▼
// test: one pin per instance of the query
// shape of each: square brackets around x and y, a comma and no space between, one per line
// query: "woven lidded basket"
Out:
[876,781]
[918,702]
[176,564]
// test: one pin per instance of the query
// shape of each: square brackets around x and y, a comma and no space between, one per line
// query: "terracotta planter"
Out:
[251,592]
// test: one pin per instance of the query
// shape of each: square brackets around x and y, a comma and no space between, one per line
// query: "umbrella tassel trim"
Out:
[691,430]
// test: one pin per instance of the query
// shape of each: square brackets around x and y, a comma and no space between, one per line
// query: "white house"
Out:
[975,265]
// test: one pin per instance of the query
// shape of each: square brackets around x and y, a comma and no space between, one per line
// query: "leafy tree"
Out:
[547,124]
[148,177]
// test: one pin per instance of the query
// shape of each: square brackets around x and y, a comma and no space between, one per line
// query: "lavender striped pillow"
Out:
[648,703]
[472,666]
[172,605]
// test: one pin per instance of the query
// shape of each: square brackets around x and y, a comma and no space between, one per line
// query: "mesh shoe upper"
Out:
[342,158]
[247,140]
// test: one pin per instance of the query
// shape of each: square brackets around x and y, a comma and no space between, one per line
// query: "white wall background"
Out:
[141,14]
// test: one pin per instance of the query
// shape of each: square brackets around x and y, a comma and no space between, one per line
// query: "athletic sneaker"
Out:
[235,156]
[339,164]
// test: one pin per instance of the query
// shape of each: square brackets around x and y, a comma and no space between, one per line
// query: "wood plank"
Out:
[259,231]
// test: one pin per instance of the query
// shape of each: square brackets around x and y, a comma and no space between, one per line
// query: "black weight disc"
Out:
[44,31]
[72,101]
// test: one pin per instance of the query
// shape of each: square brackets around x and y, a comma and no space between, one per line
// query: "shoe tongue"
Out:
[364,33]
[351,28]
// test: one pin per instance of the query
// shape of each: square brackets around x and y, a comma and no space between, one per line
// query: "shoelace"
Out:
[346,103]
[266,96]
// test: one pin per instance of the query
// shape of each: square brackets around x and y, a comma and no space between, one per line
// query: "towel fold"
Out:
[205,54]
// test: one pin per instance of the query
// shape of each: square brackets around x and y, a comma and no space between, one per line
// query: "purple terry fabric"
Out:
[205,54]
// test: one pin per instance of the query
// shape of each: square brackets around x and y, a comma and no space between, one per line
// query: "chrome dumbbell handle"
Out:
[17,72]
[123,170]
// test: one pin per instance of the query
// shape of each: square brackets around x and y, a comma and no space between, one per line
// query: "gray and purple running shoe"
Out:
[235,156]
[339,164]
▲
Look through the listing above. Pick out each line with "purple" and copy it.

// query: "purple terry fabric"
// query: "gray and purple running shoe"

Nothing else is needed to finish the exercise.